§ **What you are asked to do**:
In the text about presidents and J. Edgar Hoover, what executive order did Truman issue on March 21, 1947?

Text section start

Don’t blame President Lyndon Johnson for digging up salacious gossip on future Motion Pictures Association President Jack Valenti. The devil made him do it.
“Previously confidential FBI files show that [J. Edgar] Hoover’s deputies set out to determine whether Valenti, who had married two years earlier, maintained a relationship with a male commercial photographer,” a page-one Washington Post story revealed last week. “Johnson initially blocked the FBI from obtaining a sworn statement from Valenti or approaching the photographer, asserting that Valenti was ‘attracted to the women and not to the men,’ files show. But under FBI pressure, the president relented and approved an investigation of his close friend.”
The investigation evidently concluded that the ad-man-turned-Johnson-aide-turned-Hollywood-lobbyist was not a homosexual. “Even Bill Moyers, a White House aide now best known as a liberal television commentator, is described in the records as seeking information on the sexual preferences of White House staff members,” the Post further reported. “Moyers said by e-mail yesterday that his memory is unclear after so many years but that he may have been simply looking for details of allegations first brought to the president by Hoover.”
The Washington Post‘s scoop, and Moyers’s non-denial denial, regurgitates a familiar excuse: Hoover did it. In this time-worn script, the FBI director plays the role of Mephistopheles, with various liberal presidents cast as the innocent with the pesky devil upon his shoulder.
Don’t blame President John Kennedy, or his attorney general brother Bobby Kennedy, for sleazily bugging Martin Luther King’s hotel rooms. The devil made them do it.
Arthur Schlesinger, Jr. contended in Robert Kennedy and His Times that tapping King’s phone “had been on Hoover’s agenda for some time.” “The Bureau kept up its pressure,” Schlesinger wrote, and “Kennedy finally assented.” Schlesinger pled with the reader to understand “the dilemma in which Hoover had placed the Kennedys”: “If Robert Kennedy refused a tap on King and anything went wrong, Hoover would have a field day. On the other hand, a tap might end the matter by demonstrating King’s entire innocence, even to the satisfaction of the FBI.” The Kennedys’ motives, Camelot’s court historian implied, were entirely benign. “The Kennedys authorized the taps for defensive purposes—in order to protect King, to protect the civil rights bill, to protect themselves.”
Don’t blame Harry Truman for ordering suspected Communists out of federal government jobs. The devil made him do it.
Biographer David McCullough noted that Hoover had pushed for more stringent measures weeding out loyalty and security risks from federal jobs, claiming that the “whole concept troubled” Truman and the “political pressures bore heavily” upon the 33rd president. Truman didn’t want to do it. Alas, the devil made him do it: “On Friday, March 21, 1947, nine days after his address to Congress, Truman issued Executive Order No. 9835, establishing an elaborate Federal Employees Loyalty and Security Program. And he did so with misgivings.” As a postscript to the affair, the Truman biographer notes: “Truman’s concern over J. Edgar Hoover continued to trouble him.”

Text section end
Listing start

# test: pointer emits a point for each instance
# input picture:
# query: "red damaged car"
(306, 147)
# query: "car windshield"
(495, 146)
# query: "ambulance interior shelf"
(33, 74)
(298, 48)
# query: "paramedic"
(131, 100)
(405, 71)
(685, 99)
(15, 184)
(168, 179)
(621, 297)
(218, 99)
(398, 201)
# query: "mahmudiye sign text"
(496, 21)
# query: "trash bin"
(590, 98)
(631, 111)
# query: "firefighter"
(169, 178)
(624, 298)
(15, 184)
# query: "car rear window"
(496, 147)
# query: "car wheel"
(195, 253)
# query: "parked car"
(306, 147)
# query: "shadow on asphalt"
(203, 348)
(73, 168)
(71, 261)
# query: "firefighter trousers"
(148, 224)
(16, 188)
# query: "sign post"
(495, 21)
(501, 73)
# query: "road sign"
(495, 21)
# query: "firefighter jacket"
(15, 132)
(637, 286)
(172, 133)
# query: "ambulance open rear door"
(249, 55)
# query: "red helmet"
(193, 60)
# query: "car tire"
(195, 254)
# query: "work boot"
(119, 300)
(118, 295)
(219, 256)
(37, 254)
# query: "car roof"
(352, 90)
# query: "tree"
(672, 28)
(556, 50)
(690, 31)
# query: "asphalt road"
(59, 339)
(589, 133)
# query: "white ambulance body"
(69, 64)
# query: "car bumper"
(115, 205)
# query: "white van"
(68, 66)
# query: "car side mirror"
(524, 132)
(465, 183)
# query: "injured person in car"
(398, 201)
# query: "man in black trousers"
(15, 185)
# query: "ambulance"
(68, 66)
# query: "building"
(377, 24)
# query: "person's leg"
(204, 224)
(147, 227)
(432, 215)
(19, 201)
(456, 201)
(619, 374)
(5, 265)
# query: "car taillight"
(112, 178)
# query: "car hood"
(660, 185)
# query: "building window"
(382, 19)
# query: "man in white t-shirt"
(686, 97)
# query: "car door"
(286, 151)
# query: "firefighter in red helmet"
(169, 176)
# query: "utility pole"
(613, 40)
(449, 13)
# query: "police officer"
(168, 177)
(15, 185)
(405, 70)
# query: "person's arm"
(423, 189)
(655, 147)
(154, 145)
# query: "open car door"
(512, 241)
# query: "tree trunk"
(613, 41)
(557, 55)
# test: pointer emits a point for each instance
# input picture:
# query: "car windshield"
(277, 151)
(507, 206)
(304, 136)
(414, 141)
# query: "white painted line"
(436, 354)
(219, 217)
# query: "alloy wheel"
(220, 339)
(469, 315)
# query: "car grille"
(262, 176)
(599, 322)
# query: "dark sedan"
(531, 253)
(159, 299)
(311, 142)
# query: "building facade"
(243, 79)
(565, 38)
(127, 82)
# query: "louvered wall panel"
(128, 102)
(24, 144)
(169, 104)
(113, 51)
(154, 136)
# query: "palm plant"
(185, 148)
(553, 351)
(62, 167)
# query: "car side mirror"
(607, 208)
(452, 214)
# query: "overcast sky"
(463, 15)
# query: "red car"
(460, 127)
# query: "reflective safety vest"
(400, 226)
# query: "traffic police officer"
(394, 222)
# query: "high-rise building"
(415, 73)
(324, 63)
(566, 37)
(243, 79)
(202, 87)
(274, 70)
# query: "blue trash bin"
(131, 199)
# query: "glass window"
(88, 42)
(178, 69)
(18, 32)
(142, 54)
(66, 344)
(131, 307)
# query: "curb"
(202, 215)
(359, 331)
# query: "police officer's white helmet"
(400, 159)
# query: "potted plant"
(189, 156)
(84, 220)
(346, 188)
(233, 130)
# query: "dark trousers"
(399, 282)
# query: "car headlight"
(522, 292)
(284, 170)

Listing end

§ **Output of the exercise**:
Executive Order No. 9835, which set up the Federal Employees Loyalty and Security Program.